## Passage given
..............................

|Publication number||US4101292 A|
|Application number||US 05/823,454|
|Publication date||Jul 18, 1978|
|Filing date||Aug 10, 1977|
|Priority date||Aug 10, 1977|
|Publication number||05823454, 823454, US 4101292 A, US 4101292A, US-A-4101292, US4101292 A, US4101292A|
|Inventors||Paul Hogan II Robert|
|Original Assignee||Hogan Ii Robert Paul|
|Export Citation||BiBTeX, EndNote, RefMan|
|Patent Citations (6), Referenced by (27), Classifications (8)|
|External Links: USPTO, USPTO Assignment, Espacenet|
This invention relates to a technique for packaging charcoal briquettes and particularly to a technique for packing charcoal briquettes which are associated with a flammable liquid which can readily be ignited to provide a readily ignitable charcoal briquette bed.
It is well known in the prior art to impregnate charcoal briquettes with a flammable liquid as shown in the U.S. patent Nos. 2,799,563 and 3,846,086.
One difficulty with impregnated charcoal briquettes of the prior art is that the flammable liquid tends to evaporate in storage thereby creating a variety of substantial problems. First, evaporation of the flammable liquid normally causes a substantial odor problem in storage. Second, a fire hazard is created because of the impregnant vapors. Third, the ability of the flammable impregnant to ignite the charcoal briquettes is reduced in accordance with the amount of evaporation that has occurred.
The present invention overcomes the foregoing and other disadvantages of the prior art and provides a relatively inexpensive technique for packaging charcoal briquettes associated with a flammable liquid which is intended to provide means for igniting the charcoal briquettes.
In accordance with one embodiment of the invention, the charcoal briquettes are impregnated with a flammable liquid and then relatively closely packed in a gas impermeable plastic bag. Oxygen containing atmosphere in the plastic bag is substantially replaced by an inert gas atmosphere. A partial vacuum is then drawn in the plastic bag and the bag is sealed to provide a unit handled mass in which the charcoal briquettes are relatively closely packed and supported by the collapsed plastic bag.

..............................

## Given records
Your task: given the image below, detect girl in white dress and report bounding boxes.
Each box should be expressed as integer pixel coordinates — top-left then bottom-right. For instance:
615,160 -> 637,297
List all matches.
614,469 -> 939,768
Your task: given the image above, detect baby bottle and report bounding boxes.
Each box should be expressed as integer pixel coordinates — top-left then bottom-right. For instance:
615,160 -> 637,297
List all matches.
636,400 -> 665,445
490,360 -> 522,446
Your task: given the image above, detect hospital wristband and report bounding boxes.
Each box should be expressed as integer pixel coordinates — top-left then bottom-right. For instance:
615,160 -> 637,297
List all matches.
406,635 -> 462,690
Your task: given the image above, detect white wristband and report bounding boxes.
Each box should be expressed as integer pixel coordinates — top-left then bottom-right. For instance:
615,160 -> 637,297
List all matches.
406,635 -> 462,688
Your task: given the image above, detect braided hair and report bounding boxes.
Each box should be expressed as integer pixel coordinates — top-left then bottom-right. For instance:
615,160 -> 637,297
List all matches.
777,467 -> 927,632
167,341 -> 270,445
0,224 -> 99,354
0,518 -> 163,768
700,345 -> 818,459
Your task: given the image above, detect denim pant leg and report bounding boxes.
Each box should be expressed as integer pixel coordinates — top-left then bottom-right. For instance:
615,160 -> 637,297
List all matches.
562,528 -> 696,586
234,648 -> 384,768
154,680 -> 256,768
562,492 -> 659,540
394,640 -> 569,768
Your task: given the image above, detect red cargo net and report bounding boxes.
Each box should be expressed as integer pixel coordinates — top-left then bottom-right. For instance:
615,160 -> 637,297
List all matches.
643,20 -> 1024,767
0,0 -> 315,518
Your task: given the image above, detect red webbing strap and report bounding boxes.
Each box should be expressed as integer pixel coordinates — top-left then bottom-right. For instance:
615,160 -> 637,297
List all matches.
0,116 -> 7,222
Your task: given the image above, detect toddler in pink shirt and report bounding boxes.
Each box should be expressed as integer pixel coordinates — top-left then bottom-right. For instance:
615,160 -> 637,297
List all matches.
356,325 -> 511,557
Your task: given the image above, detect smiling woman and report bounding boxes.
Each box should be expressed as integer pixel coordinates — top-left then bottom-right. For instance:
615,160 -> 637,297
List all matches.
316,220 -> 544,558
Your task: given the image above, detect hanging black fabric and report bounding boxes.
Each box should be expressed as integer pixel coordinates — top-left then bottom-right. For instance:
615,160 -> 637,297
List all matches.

..............................

## What is required
Continue the patent description of packaging charcoal briquettes impregnated with a flammable liquid, starting after its final sentence.

## Written answer
The plastic bag is then placed in a paper sack impregnated with a flammable liquid. This unit is then placed in a second gas impermeable plastic bag which is evacuated and sealed. One or more of such units are then placed in an ordinary paper sack and delivered through ordinary channels of commerce to the consumer.
The function of the first or inner plastic bag is to prevent evaporation of the liquid impregnant from the charcoal briquettes thereby obviating the disadvantages resulting therefrom. The impregnated paper covering surrounding the first plastic bag is provided as a means for readily igniting the liquid impregnant in the charcoal briquettes. The second or outer plastic bag acts to prevent evaporation of the liquid impregnant from the impregnated paper covering. The second plastic bag acts to prevent evaporation of the liquid impregnant from the paper covering thereby obviating disadvantages accruing therefrom.
In use, assuming that a plurality of the unit handled masses are shipped in a common paper sack, the consumer opens the paper sack, removes one or more of the unit handled masses and juxtaposes an open flame to the second or outer plastic bag. The second plastic bag either melts or ignites thereby exposing the impregnated paper covering which also ignites. The paper covering acts to ignite or melt the inner and outer plastic bags and ignites the impregnant in the charcoal briquettes. The briquettes thereby ignite. Upon the destruction of the inner and outer plastic bags, the charcoal briquettes are freed from constraint and tend to settle into a single layer of ignited briquettes. It will accordingly be apparent that this technique provides a simple, clean and expeditious means of providing a self-ignitable charcoal briquette bed.
In accordance with another embodiment of the invention, unimpregnated charcoal briquettes are placed in a first or inner gas impermeable plastic bag which is then sealed. A paper covering is wrapped about the first plastic bag and impregnated with a flammable liquid. The partially completed unit is then placed in a second gas impermeable plastic bag which is then evacuated and sealed. The resultant unit handled mass is then packaged singly or in multiples in a conventional paper sack and delivered through ordinary channels of commerce to the consumer.
In this embodiment of the invention, the impregnated paper covering acts to ignite or melt the inner and outer plastic bags and to ignite the charcoal briquettes.
As will be apparent from the foregoing summary, it is a general object of this invention to provide a new and improved technique for packaging charcoal briquettes and to provide a new and improved charcoal briquette package.
Other objects and a fuller understanding of the invention may be had by referring to the following description and claims taken in conjunction with the accompanying drawing.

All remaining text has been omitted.